Produce the full set of records below once more, exactly as they stand.

___ Material for this exercise

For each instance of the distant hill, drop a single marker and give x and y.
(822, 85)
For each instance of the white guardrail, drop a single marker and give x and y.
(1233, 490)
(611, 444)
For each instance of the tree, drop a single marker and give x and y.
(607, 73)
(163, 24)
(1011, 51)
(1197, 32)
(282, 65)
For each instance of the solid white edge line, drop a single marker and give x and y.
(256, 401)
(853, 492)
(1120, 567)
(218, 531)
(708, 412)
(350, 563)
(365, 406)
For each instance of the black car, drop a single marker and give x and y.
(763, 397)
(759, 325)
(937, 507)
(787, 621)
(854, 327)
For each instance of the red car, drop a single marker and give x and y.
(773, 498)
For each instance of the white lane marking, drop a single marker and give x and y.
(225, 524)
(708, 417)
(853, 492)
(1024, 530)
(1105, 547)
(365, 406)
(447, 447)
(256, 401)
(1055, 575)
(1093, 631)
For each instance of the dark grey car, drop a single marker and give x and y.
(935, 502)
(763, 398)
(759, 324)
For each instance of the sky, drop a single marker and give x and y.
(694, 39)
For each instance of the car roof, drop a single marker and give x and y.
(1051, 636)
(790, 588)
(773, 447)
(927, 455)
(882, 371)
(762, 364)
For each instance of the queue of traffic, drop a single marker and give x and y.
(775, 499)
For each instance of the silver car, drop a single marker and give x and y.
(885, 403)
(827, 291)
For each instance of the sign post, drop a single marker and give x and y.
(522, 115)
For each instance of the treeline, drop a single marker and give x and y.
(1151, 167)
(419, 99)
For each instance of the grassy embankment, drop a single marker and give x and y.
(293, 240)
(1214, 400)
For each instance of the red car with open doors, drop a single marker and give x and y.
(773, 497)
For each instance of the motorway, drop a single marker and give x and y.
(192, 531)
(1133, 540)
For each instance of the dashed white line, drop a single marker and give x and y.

______

-- Task response --
For each instance of the distant hill, drop a single marker and give x and y.
(822, 85)
For each instance of the white guardrail, drop a single marker and give x and y.
(1233, 490)
(611, 444)
For each instance of the tree, drop a single marker and give x and y.
(607, 73)
(163, 24)
(1011, 51)
(1197, 32)
(282, 65)
For each instance of the solid white edge line, drop a single marker and give x and y.
(256, 401)
(853, 492)
(1120, 567)
(218, 531)
(708, 412)
(350, 563)
(365, 406)
For each instance of the black car, drop a single marker and give x and y.
(763, 397)
(759, 325)
(937, 507)
(787, 621)
(854, 327)
For each instance of the red car, drop a single marker and give x and y.
(773, 498)
For each instance of the white lane marking, drop a single marker and give x and y.
(225, 524)
(708, 417)
(853, 492)
(1024, 530)
(1105, 547)
(365, 406)
(447, 447)
(256, 401)
(1055, 575)
(1093, 631)
For each instance of the dark grey car, drop a single marker and give x and y.
(935, 502)
(763, 398)
(759, 324)
For each instance of the sky, drop a single marker and give x and y.
(694, 39)
For each instance of the car roof, drop a single marker and give x and y.
(1051, 636)
(790, 588)
(773, 447)
(927, 455)
(882, 371)
(762, 364)
For each instance of the queue of traffic, drop a single marker and give x and y.
(775, 499)
For each instance of the silver car, drop a single marker and give x and y.
(885, 403)
(827, 291)
For each instance of the sign post, drop a single marker and give x and y.
(522, 115)
For each instance of the treeline, drop a single marker and give x and y.
(1151, 167)
(419, 99)
For each instance of the grassy embankment, drop a single marker and give x and y.
(293, 240)
(1214, 400)
For each instance of the red car with open doors, drop a single marker and give x and y.
(773, 497)
For each instance of the motorway, drop a single marker and give x and y.
(192, 531)
(1133, 540)
For each instance of the dashed white line, drop a single marker and give x and y.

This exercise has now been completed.